Extract to read –
Despite being asymptotically slower than batch algorithms, 2SGD remains highly relevant in modern machine learning for many reasons:

Efficiency in Large Datasets:
- When datasets are too large to process as a batch, 2SGD provides an efficient alternative.
- It avoids the computational and memory overhead of storing and processing the entire dataset.
Online Learning:
- In online learning scenarios, where data arrives sequentially, 2SGD offers a practical approach to updating models in real time.

Summary of Convergence Behavior

Algorithm	Error Decay	Asymptotic Behavior
Gradient Descent (GD)	\(\|w_t - w^*\| \sim \rho^t\)	Linear convergence: \(\mathcal{O}(t^{-1})\)
Stochastic Gradient Descent (SGD)	\(\mathbb{E}[\|w_t - w^*\|] \sim t^{-1}\)	Asymptotic rate: \(t^{-1}\)
Second-Order Stochastic GD (2SGD)	\(\mathbb{E}[\|w_t - w^*\|] \sim t^{-1}\)	Same as SGD, but with improved constants

Note:

Linear Convergence (\(\mathcal{O}(t^{-1})\)): Implies an exponential decay of the error over time, with the error shrinking by a constant factor at each step.
Asymptotic Rate (\(t^{-1}\)): Describes the long-term error decay rate, indicating a polynomial decay (slower than exponential) where the error decreases inversely with time.

By incorporating second-order information through \(\Gamma_t\), 2SGD makes more informed updates. However, its performance is ultimately limited by the stochastic noise in gradient estimates. In practice, 2SGD is a compromise between computational efficiency and convergence speed, making it suitable for large-scale and online learning tasks.

When to Use Stochastic Gradient Descent (SGD)

Required task 1 –
Decide whether each statement agrees with the passage on 2SGD: (a) 2SGD avoids the computational and memory overhead of storing and processing the entire dataset; (b) 2SGD has a faster asymptotic rate than SGD; (c) 2SGD brings in second-order information through \(\Gamma_t\). Answer yes or no for each, and quote the words from the passage that settle it.
Required task 2 –
In the passage on 2SGD, which kinds of tasks does its compromise between computational efficiency and convergence speed make it suitable for?
Use only the passage on 2SGD for these answers.

Provided material –
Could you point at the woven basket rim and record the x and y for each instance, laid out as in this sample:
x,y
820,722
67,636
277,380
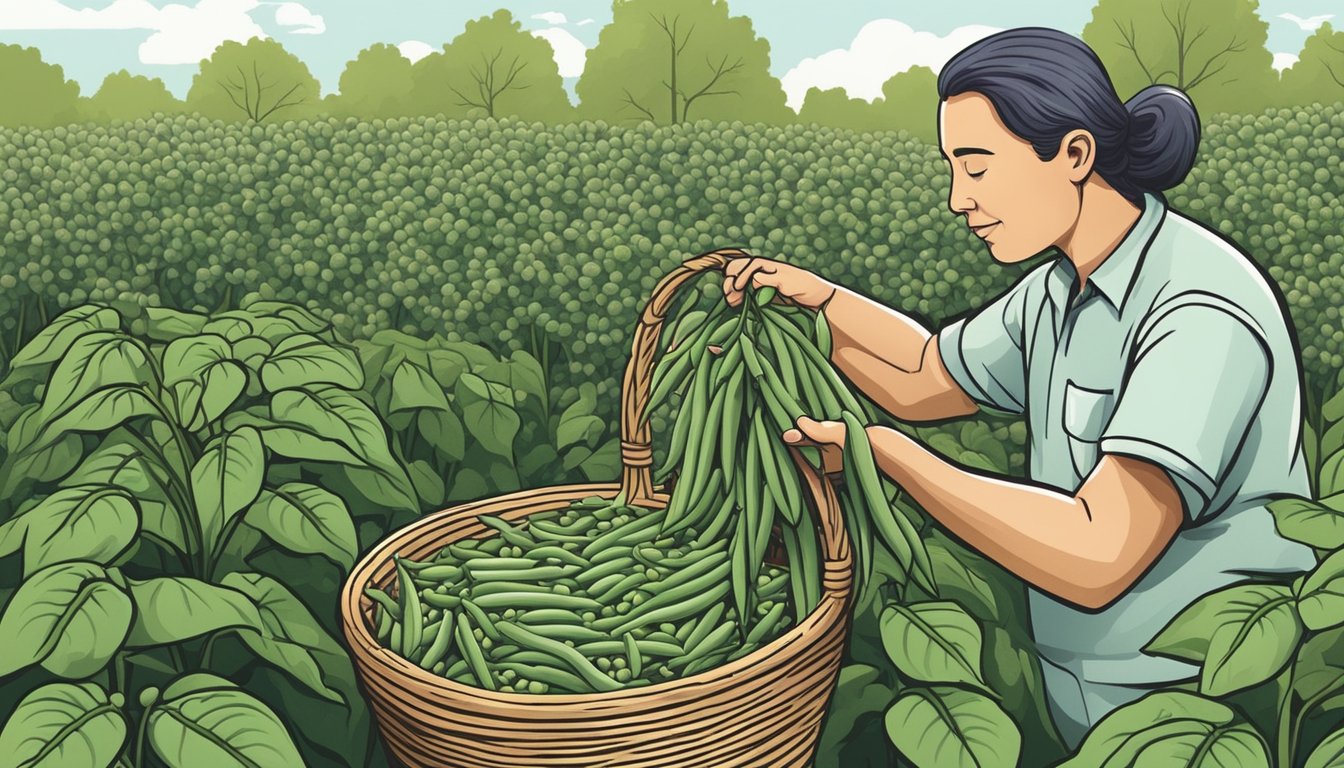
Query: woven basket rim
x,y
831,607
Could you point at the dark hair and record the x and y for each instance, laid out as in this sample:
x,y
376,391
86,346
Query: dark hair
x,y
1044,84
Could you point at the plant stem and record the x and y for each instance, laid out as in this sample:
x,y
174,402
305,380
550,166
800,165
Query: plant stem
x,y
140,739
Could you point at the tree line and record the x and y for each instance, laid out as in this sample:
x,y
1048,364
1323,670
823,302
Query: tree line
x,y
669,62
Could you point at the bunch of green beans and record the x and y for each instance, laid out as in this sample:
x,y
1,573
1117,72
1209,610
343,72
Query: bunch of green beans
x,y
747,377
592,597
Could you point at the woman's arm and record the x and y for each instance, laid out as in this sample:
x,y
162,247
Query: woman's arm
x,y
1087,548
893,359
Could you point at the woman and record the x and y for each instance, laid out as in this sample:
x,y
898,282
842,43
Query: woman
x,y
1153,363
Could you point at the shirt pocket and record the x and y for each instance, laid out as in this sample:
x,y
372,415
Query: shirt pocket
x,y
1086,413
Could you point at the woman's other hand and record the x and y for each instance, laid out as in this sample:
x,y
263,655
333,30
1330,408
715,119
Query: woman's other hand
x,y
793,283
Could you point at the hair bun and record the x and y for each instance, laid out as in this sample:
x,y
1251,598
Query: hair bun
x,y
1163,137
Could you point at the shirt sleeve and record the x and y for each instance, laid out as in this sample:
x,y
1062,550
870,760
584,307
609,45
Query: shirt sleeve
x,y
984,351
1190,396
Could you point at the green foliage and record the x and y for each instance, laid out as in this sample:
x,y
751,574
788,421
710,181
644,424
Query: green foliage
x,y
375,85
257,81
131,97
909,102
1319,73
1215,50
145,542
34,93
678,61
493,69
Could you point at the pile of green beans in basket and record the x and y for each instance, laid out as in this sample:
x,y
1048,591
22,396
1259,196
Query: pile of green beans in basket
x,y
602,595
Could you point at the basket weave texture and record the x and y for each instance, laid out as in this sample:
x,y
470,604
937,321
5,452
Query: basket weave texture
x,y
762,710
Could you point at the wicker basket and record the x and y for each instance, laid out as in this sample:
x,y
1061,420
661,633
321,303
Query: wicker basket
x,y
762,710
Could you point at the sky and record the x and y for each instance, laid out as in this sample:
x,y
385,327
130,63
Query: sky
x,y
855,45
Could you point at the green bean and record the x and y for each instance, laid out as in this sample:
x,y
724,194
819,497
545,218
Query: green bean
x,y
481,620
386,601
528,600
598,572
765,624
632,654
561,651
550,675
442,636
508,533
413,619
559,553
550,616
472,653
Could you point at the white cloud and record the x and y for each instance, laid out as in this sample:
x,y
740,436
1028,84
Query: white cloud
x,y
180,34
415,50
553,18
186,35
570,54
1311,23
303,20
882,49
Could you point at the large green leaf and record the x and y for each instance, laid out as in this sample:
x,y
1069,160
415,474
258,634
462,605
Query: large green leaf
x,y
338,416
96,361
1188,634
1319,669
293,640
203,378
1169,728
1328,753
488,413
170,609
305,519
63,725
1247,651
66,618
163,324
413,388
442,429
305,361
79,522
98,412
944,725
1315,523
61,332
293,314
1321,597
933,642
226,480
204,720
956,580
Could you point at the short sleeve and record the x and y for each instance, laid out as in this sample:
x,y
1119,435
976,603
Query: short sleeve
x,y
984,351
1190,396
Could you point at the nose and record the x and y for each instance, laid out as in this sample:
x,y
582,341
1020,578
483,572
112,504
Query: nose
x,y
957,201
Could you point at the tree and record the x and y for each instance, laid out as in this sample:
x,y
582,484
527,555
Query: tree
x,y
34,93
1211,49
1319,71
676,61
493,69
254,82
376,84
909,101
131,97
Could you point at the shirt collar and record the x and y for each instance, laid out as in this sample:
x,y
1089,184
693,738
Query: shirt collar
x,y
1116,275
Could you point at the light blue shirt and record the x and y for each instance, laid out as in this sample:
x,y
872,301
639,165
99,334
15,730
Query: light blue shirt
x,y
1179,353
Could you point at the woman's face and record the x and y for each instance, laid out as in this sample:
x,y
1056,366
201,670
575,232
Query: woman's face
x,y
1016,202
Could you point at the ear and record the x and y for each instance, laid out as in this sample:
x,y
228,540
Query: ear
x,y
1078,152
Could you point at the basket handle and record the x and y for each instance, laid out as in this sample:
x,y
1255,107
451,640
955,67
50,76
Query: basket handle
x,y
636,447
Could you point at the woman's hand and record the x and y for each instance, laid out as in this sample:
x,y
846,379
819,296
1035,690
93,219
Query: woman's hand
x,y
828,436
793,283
--
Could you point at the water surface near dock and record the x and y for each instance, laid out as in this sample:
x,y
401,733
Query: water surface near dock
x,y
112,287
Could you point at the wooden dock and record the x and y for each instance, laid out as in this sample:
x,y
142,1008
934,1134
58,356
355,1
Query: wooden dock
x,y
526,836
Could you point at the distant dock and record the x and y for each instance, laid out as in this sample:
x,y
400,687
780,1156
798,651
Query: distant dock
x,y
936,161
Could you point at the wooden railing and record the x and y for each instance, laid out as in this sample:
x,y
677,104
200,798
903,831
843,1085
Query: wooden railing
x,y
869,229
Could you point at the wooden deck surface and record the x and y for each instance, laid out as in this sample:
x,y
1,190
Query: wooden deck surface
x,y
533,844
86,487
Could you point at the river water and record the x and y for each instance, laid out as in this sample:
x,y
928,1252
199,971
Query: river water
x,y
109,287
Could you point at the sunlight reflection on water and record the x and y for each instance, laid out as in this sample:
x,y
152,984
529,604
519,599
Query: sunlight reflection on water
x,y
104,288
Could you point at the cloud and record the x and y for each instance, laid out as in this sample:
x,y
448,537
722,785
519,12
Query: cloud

Reply 1 –
(a) Yes: "It avoids the computational and memory overhead of storing and processing the entire dataset."
(b) No: "Same as SGD, but with improved constants"
(c) Yes: "By incorporating second-order information through \(\Gamma_t\), 2SGD makes more informed updates."

Reply 2 –
Large-scale and online learning tasks.